## START

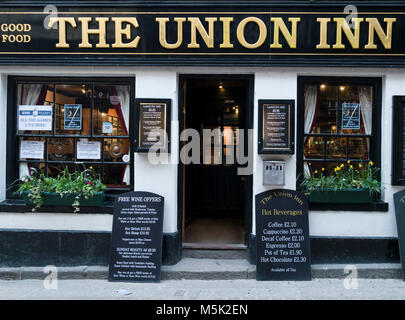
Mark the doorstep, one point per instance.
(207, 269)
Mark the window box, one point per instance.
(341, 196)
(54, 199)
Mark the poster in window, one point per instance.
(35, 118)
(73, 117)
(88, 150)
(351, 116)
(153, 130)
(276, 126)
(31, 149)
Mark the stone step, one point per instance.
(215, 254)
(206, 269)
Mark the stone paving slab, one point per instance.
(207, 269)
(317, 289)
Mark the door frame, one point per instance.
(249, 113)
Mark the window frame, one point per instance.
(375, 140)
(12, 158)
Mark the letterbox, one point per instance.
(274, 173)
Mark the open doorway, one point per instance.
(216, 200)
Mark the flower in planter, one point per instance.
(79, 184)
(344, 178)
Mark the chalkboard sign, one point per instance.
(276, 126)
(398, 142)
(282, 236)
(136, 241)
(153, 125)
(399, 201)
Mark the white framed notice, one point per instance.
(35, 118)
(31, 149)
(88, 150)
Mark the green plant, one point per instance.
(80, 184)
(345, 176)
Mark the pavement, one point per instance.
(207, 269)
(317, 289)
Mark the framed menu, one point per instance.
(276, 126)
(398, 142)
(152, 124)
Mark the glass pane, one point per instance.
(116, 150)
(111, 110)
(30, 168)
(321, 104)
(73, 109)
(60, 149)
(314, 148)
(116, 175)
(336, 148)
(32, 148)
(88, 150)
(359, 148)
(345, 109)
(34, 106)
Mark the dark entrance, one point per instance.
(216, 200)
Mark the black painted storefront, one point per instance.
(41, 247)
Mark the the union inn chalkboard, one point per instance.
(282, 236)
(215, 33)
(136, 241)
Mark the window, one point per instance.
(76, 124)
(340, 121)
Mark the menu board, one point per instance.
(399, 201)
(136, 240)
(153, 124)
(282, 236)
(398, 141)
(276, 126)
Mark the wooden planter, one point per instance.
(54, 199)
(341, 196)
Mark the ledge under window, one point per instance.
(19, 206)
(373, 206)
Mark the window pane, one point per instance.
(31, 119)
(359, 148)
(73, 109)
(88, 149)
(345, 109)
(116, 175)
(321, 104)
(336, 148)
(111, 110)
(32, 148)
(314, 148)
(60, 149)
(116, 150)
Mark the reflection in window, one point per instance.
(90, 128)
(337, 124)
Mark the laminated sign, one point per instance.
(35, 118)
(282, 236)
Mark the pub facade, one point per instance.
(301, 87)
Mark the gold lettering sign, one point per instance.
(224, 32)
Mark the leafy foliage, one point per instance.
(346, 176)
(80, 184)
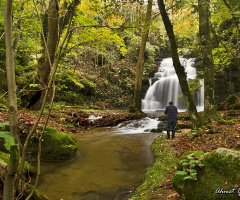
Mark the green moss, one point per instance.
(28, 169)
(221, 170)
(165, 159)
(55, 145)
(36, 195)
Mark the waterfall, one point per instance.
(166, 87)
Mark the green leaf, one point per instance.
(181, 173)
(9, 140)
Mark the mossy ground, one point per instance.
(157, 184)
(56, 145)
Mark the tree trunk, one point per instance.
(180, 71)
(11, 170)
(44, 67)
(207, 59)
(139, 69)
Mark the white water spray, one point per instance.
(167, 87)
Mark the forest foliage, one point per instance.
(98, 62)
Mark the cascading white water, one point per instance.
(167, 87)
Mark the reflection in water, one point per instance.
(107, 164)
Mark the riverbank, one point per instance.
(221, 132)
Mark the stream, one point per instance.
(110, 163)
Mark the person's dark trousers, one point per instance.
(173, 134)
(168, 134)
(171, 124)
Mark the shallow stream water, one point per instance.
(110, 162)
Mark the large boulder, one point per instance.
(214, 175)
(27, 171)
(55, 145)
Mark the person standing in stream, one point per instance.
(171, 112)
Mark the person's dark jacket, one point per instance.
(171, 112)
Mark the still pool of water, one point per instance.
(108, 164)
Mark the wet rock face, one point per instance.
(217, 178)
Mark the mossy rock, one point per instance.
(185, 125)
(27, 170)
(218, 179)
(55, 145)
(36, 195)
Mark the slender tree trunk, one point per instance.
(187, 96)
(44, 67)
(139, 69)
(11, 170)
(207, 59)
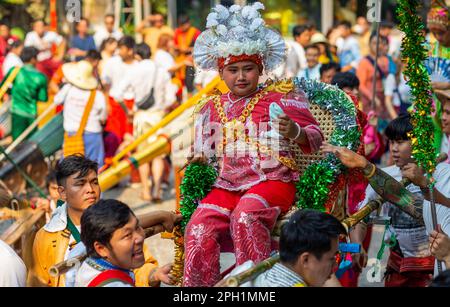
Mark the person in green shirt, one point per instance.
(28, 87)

## END

*Task instructions:*
Scale down the rows starting at the line containing "Mark the person in" and ending at the last row. Repeat every line, requests included, but multiply each point coordinate by 0.5 and round it to a whole number, with halves rounding up.

*Written reply:*
Mark the person in green shirt, one point per instance.
(14, 44)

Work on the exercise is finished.